#### Stored data
◆ ◆ ◆ ◆ ◆

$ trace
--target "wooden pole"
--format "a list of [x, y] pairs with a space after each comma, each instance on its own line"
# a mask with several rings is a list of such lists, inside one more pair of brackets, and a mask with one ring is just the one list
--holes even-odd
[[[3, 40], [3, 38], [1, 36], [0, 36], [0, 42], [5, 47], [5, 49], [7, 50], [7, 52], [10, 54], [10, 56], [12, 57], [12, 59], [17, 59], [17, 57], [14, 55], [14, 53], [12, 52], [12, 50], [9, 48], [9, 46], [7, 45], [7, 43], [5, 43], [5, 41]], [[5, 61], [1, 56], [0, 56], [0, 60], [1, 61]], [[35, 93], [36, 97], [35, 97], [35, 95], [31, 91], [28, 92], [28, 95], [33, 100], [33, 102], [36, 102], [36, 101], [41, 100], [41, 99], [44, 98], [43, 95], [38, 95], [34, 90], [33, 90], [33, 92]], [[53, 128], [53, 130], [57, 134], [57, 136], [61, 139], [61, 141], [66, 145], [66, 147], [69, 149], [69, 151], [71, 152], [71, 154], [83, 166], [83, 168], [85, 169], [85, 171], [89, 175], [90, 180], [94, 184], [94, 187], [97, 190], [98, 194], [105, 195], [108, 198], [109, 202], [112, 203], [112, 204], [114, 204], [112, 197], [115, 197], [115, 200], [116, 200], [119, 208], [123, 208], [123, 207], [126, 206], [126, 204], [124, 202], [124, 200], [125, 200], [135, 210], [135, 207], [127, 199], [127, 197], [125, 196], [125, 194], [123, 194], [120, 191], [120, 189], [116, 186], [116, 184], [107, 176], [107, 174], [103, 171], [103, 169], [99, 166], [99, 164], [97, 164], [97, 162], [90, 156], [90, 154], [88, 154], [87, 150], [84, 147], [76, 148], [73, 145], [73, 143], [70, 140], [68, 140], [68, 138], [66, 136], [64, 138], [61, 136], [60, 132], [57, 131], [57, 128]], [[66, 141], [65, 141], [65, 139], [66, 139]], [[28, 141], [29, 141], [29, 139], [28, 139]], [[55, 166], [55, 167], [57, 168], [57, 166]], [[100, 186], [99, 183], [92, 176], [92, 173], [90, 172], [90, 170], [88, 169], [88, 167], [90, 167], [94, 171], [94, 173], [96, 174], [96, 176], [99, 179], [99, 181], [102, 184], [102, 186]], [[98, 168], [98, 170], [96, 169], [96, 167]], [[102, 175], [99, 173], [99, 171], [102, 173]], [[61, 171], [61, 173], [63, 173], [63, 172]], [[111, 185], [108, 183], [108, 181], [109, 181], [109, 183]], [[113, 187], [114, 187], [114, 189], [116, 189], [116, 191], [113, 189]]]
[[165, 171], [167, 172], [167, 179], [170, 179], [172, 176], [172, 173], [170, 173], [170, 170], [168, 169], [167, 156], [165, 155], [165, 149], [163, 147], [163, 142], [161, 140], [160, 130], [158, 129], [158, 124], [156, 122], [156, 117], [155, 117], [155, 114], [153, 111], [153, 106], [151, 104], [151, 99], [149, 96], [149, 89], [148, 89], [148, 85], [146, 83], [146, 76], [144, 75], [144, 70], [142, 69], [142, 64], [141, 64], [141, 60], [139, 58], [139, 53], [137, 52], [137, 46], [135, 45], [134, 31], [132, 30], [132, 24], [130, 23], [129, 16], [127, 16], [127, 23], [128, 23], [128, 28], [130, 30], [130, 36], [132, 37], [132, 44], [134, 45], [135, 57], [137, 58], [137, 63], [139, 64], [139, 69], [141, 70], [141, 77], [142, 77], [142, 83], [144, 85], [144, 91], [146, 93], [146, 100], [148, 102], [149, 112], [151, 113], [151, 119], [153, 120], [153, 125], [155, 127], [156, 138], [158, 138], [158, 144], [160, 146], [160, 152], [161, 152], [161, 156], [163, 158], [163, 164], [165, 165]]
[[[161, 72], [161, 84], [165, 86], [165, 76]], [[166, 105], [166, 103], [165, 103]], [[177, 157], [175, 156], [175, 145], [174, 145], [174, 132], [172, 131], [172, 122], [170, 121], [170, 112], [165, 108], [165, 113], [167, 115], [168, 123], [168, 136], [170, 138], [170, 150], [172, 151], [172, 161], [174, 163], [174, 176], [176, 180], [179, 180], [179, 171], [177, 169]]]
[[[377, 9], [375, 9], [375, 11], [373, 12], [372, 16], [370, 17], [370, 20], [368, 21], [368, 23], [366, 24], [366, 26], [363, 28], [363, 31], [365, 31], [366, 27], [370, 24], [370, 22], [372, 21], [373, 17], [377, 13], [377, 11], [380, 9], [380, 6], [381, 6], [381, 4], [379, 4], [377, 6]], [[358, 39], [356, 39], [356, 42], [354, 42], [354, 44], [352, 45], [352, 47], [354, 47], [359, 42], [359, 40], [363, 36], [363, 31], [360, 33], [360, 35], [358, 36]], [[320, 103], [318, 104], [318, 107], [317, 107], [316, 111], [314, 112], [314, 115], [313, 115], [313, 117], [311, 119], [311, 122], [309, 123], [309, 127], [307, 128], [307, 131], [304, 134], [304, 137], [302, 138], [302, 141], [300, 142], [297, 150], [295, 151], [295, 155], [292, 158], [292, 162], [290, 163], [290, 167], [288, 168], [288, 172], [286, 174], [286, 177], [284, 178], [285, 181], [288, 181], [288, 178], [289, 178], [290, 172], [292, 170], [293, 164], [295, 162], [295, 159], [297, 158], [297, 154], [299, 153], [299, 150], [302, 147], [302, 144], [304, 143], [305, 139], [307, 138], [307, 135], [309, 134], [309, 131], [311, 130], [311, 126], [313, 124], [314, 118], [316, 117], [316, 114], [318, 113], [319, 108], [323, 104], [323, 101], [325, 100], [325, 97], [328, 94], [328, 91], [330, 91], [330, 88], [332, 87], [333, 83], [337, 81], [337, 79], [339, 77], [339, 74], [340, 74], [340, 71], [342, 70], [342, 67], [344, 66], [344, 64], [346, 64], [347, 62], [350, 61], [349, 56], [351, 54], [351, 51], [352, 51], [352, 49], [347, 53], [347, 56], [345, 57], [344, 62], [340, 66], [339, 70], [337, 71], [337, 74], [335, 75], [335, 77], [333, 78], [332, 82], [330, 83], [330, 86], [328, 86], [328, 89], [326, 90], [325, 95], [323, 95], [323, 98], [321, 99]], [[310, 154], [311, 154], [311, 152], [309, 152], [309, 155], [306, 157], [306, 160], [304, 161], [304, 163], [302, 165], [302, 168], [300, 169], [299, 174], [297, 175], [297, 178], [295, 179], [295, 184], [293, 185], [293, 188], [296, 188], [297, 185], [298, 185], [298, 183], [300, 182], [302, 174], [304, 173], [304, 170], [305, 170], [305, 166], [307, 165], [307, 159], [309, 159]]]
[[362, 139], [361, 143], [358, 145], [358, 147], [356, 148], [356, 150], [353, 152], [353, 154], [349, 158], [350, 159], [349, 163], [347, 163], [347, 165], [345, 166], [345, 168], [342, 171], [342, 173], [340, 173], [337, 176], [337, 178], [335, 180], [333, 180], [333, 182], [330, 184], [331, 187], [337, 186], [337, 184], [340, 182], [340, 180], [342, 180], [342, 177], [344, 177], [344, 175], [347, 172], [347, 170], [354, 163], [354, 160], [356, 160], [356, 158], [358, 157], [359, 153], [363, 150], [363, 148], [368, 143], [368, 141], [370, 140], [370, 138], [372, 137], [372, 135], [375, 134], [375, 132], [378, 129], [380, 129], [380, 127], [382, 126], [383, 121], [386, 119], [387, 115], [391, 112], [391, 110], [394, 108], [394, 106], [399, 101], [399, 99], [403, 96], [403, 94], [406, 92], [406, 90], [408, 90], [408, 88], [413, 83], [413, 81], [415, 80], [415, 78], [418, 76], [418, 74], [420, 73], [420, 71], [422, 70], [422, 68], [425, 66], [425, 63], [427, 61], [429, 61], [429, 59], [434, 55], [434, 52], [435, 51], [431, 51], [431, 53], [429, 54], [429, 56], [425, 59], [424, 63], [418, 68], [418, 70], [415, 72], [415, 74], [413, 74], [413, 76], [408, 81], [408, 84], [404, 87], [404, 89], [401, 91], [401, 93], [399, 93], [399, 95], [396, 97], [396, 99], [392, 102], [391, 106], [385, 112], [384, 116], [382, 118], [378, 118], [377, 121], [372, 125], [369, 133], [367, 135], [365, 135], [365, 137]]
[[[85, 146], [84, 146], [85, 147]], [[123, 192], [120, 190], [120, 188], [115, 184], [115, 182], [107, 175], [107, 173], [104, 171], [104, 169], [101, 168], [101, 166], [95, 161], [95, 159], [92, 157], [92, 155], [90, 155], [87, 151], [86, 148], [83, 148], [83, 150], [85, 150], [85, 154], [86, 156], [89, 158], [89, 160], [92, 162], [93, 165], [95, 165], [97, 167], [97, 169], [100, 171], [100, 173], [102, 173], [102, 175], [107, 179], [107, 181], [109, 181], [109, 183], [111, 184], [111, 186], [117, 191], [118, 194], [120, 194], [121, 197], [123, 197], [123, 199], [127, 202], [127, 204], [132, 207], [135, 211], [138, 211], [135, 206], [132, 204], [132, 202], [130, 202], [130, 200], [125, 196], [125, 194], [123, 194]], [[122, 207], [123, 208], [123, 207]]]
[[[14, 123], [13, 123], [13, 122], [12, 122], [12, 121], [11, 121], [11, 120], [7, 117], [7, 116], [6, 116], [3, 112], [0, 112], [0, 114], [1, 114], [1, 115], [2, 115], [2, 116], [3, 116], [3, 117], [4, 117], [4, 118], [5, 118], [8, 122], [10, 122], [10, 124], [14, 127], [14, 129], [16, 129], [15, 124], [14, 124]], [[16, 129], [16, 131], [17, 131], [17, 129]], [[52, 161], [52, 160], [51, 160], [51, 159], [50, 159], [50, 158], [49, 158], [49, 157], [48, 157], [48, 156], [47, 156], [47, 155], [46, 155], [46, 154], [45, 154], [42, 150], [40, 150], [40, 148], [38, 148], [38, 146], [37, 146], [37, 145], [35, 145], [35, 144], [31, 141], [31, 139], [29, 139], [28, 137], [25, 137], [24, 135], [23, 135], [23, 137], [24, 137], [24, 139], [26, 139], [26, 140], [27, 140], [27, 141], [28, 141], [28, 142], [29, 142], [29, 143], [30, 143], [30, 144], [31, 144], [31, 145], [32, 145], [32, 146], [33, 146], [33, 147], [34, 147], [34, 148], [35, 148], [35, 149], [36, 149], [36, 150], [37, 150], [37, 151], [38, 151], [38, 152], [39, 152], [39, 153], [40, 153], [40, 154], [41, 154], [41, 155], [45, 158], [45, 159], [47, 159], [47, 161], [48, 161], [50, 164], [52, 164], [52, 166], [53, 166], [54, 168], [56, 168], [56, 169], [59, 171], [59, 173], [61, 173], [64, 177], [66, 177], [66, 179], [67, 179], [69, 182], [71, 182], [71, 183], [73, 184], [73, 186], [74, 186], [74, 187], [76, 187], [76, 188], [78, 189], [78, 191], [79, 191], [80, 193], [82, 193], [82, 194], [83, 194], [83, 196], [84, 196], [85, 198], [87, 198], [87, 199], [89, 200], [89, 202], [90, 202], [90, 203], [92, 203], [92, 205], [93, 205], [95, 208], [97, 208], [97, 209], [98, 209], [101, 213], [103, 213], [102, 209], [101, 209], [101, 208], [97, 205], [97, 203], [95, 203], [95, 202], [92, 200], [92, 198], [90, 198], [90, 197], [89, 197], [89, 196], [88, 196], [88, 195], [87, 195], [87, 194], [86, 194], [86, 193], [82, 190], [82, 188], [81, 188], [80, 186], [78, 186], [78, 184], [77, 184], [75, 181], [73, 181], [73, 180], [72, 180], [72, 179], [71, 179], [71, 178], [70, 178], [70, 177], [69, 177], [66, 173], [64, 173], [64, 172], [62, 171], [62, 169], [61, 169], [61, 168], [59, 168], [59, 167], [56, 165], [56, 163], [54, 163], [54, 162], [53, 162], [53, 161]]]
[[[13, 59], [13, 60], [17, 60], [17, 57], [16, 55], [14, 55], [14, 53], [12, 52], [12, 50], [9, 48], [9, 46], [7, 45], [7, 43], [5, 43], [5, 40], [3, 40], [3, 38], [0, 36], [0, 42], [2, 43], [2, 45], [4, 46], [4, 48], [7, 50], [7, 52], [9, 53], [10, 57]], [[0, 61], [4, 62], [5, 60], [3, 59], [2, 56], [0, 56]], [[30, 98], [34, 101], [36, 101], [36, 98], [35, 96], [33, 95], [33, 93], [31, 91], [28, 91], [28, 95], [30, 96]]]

◆ ◆ ◆ ◆ ◆

#### What is expected
Exactly as they stand, set down the lines from the top of the data through the line with "# a mask with".

#### Solution
$ trace
--target "wooden pole"
--format "a list of [x, y] pairs with a space after each comma, each instance on its own line"
# a mask with several rings is a list of such lists, inside one more pair of brackets, and a mask with one ring is just the one list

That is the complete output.